● Excerpted text:
-------
Today’s Guardian has a classic piece of click-bait by the opinionated and ignorant AIDS-denialist Simon Jenkins, in which he claims that maths is a waste of time for school students, and government obssession with maths will make schools intolerable and authoritarian. His article is leavened in equal measure with sneering at any politician who tries to find a solution to any problem, haughty dismissal of any attempt to regularize or monitor teaching practice, and a sly dose of cheap stereotyping to boot. At time of writing it is completely buried on the Guardian website (at least this newspaper has some shame!) and has attracted 1594 comments, mostly disagreeing with his pathetic and stupid thesis.
-------
● Information supplied:
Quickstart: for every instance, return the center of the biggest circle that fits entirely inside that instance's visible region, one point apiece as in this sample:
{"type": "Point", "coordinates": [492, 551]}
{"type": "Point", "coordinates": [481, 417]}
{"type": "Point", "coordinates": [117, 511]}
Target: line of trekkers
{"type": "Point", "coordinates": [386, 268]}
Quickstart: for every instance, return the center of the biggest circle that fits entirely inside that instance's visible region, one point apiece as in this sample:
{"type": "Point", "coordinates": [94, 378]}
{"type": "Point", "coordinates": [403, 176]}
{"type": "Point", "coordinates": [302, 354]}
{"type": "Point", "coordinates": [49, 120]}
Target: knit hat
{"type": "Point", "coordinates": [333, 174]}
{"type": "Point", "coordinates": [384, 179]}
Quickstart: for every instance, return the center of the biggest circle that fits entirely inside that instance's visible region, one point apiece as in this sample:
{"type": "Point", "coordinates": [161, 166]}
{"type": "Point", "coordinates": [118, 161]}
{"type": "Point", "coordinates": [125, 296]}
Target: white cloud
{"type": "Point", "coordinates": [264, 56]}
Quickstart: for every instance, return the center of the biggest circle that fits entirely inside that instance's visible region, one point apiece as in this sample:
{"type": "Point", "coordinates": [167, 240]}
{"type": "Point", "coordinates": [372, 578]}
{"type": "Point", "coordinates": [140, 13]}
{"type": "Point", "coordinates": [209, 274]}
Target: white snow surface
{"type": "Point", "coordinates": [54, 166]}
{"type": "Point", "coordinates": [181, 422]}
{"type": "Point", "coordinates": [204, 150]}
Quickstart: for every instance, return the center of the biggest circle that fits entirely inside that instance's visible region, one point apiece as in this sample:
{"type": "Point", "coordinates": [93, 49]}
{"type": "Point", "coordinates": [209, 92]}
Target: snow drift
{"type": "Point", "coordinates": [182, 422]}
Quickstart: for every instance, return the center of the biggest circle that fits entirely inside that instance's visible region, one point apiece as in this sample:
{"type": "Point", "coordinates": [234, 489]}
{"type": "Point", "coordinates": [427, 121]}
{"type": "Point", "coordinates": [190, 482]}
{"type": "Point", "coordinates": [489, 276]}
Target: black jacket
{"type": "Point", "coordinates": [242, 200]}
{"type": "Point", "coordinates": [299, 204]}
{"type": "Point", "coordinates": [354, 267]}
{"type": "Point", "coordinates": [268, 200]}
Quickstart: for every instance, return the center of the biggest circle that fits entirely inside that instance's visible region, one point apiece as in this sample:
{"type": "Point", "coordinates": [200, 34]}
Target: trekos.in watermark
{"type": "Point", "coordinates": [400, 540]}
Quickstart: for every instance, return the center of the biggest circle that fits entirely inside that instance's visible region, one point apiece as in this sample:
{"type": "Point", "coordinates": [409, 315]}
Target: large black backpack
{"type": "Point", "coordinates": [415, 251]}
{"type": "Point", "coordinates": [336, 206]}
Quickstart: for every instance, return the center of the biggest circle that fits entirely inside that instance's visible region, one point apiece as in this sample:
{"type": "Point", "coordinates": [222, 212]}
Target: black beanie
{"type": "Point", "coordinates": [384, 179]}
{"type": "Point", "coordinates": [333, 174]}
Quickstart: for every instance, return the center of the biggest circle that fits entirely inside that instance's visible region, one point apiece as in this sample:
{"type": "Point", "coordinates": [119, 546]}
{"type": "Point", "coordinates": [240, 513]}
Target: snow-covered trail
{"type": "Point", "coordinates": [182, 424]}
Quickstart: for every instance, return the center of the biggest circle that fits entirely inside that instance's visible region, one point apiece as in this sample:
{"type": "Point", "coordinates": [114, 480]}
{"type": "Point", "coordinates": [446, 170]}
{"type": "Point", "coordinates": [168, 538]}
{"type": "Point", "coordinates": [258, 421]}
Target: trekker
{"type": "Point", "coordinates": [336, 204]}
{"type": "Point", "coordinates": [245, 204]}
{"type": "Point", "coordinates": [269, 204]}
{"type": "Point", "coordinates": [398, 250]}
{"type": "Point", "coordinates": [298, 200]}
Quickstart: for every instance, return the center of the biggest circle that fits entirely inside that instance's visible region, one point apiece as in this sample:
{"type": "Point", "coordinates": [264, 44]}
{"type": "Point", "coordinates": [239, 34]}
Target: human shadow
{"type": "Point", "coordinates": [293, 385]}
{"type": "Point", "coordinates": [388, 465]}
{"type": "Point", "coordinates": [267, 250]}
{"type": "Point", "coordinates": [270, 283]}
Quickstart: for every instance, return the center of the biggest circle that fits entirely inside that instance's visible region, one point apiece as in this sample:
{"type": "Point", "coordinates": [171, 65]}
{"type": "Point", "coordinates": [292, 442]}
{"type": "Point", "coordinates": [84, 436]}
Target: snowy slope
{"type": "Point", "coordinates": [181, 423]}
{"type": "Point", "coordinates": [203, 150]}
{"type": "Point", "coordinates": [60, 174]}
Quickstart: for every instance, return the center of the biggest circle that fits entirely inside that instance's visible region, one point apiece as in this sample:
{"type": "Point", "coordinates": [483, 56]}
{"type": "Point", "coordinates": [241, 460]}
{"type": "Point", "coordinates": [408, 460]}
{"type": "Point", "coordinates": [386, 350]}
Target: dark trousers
-------
● What is asked:
1: Pick out each line of the records that contains the string "black".
2: Carry the post about the Guardian column on school maths forward from its last sentence.
The text has no connection to the records.

● Answers below:
1:
Target: black jacket
Target: large black backpack
Target: black beanie

2:
The thing that really stands out for me is not the vacuity and shallowness of the arguments, but the existence of the article itself. Can anyone imagine a Japanese, Chinese or Korean newspaper bothering to publish an opinion piece arguing that maths is a waste of time? Can anyone imagine an ordinary Japanese, Chinese or Korean citizen being one-eyed enough (or worked up enough) to comment on such an article agreeing with it? The existence of such theories in East Asia is pretty questionable, I would say: there are lots of Japanese for whom maths is a waste of time, but the number of Japanese who think teaching maths is a waste of time would be pretty small, I think – certainly not sufficient to support an article on the topic in a major newspaper. If anyone wants to look at why Britain is failing in the (shudder) “global race,” articles like this by “public thinkers” give you a big hint as to the answer: an ex-editor of the Times actually believes that trying to improve maths teaching is a “race to the bottom” against China, and apparently believes schools shouldn’t teach things if they are a waste of time to the majority of their pupils.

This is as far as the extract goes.